-------- EXTRACT TO READ --------

Greenwald on the future of the US economy (But this could easily apply to Europe’s economy as well)

http://www.youtube.com/watch?v=9NfBVmSz0MI

The rich world should prepare to become poorer…

In an earlier article on this blog, I mentioned ageing is another ticking time bomb under economic recovery in Europe.

Yesterday the Economist has explained quite clearly why this is. Unfortunately they merely mention US data and leave up to imagination how the time bomb could explode, or better yet how it would look when rich world economies implode.

I will make an attempt to illustrate the consequences of reversion. But please remember:
– I am not clairvoyant
– the future could look much different
– no, my name is not Roubini
– and all the facts, data and graphs used are borrowed from the economist.com or other sources.

Baby-Boomers, a bubble deflating

Back to the issue at hand. The baby-boom generation has profited and is still profiting from the demographic dividend. As household and per capita income rose and spending per household decreased, more households were able to save up, invest in pension assets, purchase houses, companies and could stay debt free. Just think: income – spending = saving, and it will make more sense.

Less spending

Rising numbers of working age (and more work), making more hours and with women entering the labor force all led to higher household incomes. At the same time people had less children, so less household spending lead to more capital to save and invest.

More savings and higher asset prices

For their article, the Economist mentions research by Liu and Spiegel (2011) who found a close correlation between number of middle age cohort (40-49) to old age cohort (60-69) and P/E ratios of equities indicating a larger group of middle aged savers* led to higher P/E ratios. Simply translated: more people saving and investing led to higher stock market valuations…

*People under 35 are often indebted and invest in houses not the stock market.

Sizable political influence, less taxes

Various worrying facts on baby-boomers, profiting from political influence, are also mentioned:

  • 7% decline in US federal tax rates alone between 1980 and 2011, yet there was no halt in generous spending on health care leading to exploding deficits
  • Eschker estimates that Americans born in 1945 can expect almost $2.2 mln dollar in net transfers from the state
  • The IMF finds that Americans aged 65 in 2010 may receive $ 333 billion in net benefits. Source: IMF WP 2011 Intergenerational imbalances

Some anecdotal evidence exists that for European countries the problem is currently even larger. In Italy current workers will pay 14% more pension related taxes than current retirees have paid in their lifetime.

-------- EXTRACTED INFORMATION --------

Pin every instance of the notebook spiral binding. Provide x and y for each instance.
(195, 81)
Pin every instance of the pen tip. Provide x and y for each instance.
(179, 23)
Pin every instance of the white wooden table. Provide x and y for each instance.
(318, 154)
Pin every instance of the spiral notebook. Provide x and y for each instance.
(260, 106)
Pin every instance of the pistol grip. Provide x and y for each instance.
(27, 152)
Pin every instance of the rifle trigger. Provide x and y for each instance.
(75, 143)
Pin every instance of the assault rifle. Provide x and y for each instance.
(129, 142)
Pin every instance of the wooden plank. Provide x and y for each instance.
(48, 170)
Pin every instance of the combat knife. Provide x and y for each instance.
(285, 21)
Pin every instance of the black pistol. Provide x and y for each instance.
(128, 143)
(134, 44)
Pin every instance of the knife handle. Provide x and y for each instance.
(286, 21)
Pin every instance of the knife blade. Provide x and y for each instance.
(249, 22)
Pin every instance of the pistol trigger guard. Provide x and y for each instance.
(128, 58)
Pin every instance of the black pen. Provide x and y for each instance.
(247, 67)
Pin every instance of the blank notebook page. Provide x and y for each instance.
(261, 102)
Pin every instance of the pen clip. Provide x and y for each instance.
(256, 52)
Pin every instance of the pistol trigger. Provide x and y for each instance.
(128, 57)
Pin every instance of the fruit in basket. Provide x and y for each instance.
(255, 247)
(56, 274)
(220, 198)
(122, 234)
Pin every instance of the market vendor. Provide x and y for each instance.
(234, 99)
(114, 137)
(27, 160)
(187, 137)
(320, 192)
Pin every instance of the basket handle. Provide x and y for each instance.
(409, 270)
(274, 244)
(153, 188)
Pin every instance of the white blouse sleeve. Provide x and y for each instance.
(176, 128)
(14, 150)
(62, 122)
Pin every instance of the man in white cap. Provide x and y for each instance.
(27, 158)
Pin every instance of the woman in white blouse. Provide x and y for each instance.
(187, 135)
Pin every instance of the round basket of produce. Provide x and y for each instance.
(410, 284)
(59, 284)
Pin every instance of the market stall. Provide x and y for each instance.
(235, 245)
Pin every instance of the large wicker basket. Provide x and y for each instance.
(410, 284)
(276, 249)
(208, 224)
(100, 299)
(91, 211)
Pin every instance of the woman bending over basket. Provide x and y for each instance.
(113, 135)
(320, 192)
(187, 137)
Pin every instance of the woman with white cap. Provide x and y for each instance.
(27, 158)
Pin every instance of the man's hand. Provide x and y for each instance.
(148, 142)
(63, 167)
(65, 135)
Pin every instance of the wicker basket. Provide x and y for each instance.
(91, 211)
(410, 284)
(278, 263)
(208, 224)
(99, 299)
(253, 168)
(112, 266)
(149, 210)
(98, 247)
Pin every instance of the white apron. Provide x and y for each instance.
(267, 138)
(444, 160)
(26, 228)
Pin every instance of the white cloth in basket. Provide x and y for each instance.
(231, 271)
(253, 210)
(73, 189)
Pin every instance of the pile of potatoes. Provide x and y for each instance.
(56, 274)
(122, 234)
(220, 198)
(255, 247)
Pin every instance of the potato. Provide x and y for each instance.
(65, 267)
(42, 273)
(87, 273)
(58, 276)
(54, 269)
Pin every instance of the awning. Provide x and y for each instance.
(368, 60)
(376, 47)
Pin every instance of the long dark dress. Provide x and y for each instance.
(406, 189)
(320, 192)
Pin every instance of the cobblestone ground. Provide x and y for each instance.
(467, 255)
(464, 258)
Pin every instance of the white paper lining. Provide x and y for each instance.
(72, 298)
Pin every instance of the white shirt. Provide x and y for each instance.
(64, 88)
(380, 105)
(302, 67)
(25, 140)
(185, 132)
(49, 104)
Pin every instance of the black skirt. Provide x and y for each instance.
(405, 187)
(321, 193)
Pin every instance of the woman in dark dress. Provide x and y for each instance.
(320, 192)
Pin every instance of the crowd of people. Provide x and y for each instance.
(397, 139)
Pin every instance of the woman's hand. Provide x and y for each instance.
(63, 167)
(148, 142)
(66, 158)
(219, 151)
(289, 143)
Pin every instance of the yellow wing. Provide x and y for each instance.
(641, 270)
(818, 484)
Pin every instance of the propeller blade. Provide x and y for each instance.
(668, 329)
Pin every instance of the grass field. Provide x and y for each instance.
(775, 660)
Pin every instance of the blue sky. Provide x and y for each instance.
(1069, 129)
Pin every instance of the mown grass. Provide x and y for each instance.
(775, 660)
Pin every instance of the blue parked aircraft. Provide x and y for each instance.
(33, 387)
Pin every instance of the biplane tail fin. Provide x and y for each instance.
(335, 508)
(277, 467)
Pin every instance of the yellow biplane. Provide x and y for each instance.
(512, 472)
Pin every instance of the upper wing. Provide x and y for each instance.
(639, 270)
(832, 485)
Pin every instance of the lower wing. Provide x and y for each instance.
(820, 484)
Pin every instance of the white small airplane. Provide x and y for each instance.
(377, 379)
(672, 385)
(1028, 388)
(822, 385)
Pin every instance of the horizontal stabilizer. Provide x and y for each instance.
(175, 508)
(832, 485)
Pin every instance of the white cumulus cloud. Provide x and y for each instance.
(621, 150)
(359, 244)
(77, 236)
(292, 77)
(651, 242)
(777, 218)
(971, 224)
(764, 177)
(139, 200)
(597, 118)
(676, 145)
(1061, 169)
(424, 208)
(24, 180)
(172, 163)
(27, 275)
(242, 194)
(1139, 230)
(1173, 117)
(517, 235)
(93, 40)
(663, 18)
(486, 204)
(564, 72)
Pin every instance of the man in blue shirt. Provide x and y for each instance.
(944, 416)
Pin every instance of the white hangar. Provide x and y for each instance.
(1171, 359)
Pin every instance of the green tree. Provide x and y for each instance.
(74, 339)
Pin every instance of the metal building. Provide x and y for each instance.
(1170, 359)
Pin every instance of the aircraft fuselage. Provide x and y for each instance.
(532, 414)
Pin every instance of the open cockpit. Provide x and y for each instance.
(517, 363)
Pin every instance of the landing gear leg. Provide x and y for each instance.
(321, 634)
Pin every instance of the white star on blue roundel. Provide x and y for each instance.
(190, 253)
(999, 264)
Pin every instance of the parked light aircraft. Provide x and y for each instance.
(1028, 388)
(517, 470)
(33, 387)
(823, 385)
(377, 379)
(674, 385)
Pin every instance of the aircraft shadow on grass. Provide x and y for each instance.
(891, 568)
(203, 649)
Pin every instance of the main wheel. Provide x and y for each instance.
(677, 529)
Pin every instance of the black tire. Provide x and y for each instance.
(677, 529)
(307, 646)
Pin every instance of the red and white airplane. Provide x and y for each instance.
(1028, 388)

--------

BRIEF 1:
Swap "clairvoyant" for "psychic" and write out the post on the future of the US economy from "I will make" to "make more sense.".
BRIEF 2:
Quote the records exactly, from the line with "Pin every instance of the parked" through the last line of the records.

ANSWER 1:
I will make an attempt to illustrate the consequences of reversion. But please remember:
– I am not psychic
– the future could look much different
– no, my name is not Roubini
– and all the facts, data and graphs used are borrowed from the economist.com or other sources.

Baby-Boomers, a bubble deflating

Back to the issue at hand. The baby-boom generation has profited and is still profiting from the demographic dividend. As household and per capita income rose and spending per household decreased, more households were able to save up, invest in pension assets, purchase houses, companies and could stay debt free. Just think: income – spending = saving, and it will make more sense.

ANSWER 2:
Pin every instance of the parked light aircraft. Provide x and y for each instance.
(1028, 388)
(517, 470)
(33, 387)
(823, 385)
(377, 379)
(674, 385)
Pin every instance of the aircraft shadow on grass. Provide x and y for each instance.
(891, 568)
(203, 649)
Pin every instance of the main wheel. Provide x and y for each instance.
(677, 529)
Pin every instance of the black tire. Provide x and y for each instance.
(677, 529)
(307, 646)
Pin every instance of the red and white airplane. Provide x and y for each instance.
(1028, 388)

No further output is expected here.